Study text
SALEM -- The Environmental Protection Agency regional office in Seattle has accepted a petition with more than 700 names asking the agency to investigate what caused at least four cases of a rare bone cancer in West Salem.
"Our immediate goal is to get a clearer picture of what's happening locally," said Mark MacIntyre with the EPA. He said the agency was beginning a process that would include "arranging interviews, identifying possible places to investigate, reviewing existing data and contacting state health officials for more background on the concerns."
Residents in the West Salem area signed the petition asking for the EPA to investigate after a series of deaths from a rare type of cancer rocked their community.
More than 1,000 people turned out for a celebration of life for Lisa Harder earlier this month. She was a senior at West Salem high school, and the homecoming queen. She was the third person from the West Salem area to recently die from osteosarcoma.
The others include 21-year-old Randy Bultena and 5-year old Darian King. Another teen, Tyler Prosser is battling the same cancer at West Salem High.
The cancer is quite rare and school leaders want answers.
”I think the prudent thing is to have some sort of an investigation so that we can put people's minds at ease,” said principal Ed John.
Students at the high school started several petitions but the most organized is an online petition started by Lynnette Miller. She has a daughter at West Salem High School and said kids are worried. She sees that in the petition comments too.
“The comments that people are writing, you just hear the pleas. 'Please, please do something,' 'Find out what it is,' Miller said.
State health leaders warn there are no simple answers to describe the root of the cancer.
“At this point we cannot answer that question,” said Dr. Katrina Hedberg, Oregon’s state epidemiologist.
In the meantime, many in the Salem area want the scientists to at least try to find a cause. A school counselor said it will help the community deal with the deaths of Lisa Harder and the two others.
“There's the science and preventative aspect, let’s ask the right questions. But also its part of our grief as a community to want to know answers to these things,” said David Hamlin.

Set of tasks
- 1) In the article on the West Salem cancer cases, which EPA office accepted the petition?
- 2) Reproduce the stretch of the article from "The others include" through "of the cancer.".
- 3) List every person the article names as having had osteosarcoma.

Recorded information
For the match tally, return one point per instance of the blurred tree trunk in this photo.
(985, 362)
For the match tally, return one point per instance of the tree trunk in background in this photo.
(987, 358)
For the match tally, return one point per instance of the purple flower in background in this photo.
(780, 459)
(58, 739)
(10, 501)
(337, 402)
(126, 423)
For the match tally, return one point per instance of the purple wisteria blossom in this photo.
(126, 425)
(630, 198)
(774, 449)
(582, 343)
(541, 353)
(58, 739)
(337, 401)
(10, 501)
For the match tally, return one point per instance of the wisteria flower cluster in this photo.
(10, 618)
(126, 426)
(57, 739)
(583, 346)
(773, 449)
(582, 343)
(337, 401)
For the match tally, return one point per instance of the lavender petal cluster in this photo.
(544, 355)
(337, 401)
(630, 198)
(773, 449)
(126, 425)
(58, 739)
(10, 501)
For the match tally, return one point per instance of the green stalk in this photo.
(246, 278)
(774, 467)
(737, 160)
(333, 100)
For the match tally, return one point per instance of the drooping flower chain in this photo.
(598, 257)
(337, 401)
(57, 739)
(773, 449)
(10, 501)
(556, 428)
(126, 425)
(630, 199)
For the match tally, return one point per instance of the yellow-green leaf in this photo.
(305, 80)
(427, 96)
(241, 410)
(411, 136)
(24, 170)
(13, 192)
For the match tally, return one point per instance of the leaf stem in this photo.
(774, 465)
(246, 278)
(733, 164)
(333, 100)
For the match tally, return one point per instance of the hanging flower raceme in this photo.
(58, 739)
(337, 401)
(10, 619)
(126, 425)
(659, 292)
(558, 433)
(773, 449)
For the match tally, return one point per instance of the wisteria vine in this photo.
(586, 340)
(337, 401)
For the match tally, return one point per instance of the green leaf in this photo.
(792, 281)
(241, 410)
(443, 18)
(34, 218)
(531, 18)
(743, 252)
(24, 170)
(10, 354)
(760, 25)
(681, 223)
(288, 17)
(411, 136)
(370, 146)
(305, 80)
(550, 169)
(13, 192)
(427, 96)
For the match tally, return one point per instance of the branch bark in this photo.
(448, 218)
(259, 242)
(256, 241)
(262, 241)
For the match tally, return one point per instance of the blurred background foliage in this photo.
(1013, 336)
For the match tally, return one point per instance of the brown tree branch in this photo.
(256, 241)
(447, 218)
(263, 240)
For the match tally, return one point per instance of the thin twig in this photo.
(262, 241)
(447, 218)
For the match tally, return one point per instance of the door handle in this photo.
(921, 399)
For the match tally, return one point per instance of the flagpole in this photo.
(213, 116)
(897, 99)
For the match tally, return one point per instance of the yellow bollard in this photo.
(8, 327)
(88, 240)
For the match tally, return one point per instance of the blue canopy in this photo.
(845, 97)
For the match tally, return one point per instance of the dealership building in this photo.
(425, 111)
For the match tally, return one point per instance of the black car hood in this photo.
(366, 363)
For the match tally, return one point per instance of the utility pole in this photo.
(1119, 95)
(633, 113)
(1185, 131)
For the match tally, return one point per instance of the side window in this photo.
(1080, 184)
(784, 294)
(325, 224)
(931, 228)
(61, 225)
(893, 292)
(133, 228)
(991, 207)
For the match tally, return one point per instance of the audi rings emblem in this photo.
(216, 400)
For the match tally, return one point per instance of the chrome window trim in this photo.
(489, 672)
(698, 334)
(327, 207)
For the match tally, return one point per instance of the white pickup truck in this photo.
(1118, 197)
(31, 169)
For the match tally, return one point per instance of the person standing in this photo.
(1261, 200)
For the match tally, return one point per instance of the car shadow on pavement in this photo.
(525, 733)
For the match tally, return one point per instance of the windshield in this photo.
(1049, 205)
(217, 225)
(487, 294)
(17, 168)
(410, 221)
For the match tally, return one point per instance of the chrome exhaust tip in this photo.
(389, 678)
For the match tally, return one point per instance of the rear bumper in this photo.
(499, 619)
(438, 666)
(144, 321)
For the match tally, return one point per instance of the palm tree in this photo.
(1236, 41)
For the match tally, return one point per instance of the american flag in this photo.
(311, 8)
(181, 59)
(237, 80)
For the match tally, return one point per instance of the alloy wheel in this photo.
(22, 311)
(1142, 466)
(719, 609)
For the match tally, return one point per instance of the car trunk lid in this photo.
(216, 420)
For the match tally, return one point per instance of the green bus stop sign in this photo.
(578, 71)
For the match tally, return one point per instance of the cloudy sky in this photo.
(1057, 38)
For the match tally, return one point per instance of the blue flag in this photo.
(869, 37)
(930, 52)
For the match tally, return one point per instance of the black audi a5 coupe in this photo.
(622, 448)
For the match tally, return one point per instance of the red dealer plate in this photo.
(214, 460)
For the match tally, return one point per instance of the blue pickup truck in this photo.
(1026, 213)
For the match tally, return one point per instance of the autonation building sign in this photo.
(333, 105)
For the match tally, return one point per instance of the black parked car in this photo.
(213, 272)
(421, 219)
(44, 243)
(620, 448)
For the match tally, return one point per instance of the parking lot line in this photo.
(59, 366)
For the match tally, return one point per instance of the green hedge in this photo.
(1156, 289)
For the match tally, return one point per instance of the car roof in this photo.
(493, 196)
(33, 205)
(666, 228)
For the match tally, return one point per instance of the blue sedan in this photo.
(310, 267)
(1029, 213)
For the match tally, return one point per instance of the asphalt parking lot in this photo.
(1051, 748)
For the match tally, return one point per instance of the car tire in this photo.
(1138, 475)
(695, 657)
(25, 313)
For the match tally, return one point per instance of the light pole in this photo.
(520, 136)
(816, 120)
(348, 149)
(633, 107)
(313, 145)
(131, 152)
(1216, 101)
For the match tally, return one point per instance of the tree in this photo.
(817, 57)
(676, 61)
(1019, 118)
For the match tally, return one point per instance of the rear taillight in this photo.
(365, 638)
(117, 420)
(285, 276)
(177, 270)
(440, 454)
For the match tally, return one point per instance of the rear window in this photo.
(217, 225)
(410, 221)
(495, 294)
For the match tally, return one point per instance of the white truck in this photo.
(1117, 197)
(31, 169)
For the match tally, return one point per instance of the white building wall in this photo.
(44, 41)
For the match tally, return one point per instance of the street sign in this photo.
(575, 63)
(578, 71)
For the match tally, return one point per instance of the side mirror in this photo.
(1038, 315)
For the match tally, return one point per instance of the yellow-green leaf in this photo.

Answer set
- 1) The EPA regional office in Seattle.

- 2)
The others include 21-year-old Randy Bultena and 5-year old Darian King. Another teen, Tyler Prosser is battling the same cancer at West Salem High.
The cancer is quite rare and school leaders want answers.
”I think the prudent thing is to have some sort of an investigation so that we can put people's minds at ease,” said principal Ed John.
Students at the high school started several petitions but the most organized is an online petition started by Lynnette Miller. She has a daughter at West Salem High School and said kids are worried. She sees that in the petition comments too.
“The comments that people are writing, you just hear the pleas. 'Please, please do something,' 'Find out what it is,' Miller said.
State health leaders warn there are no simple answers to describe the root of the cancer.

- 3) Lisa Harder, Randy Bultena, Darian King, Tyler Prosser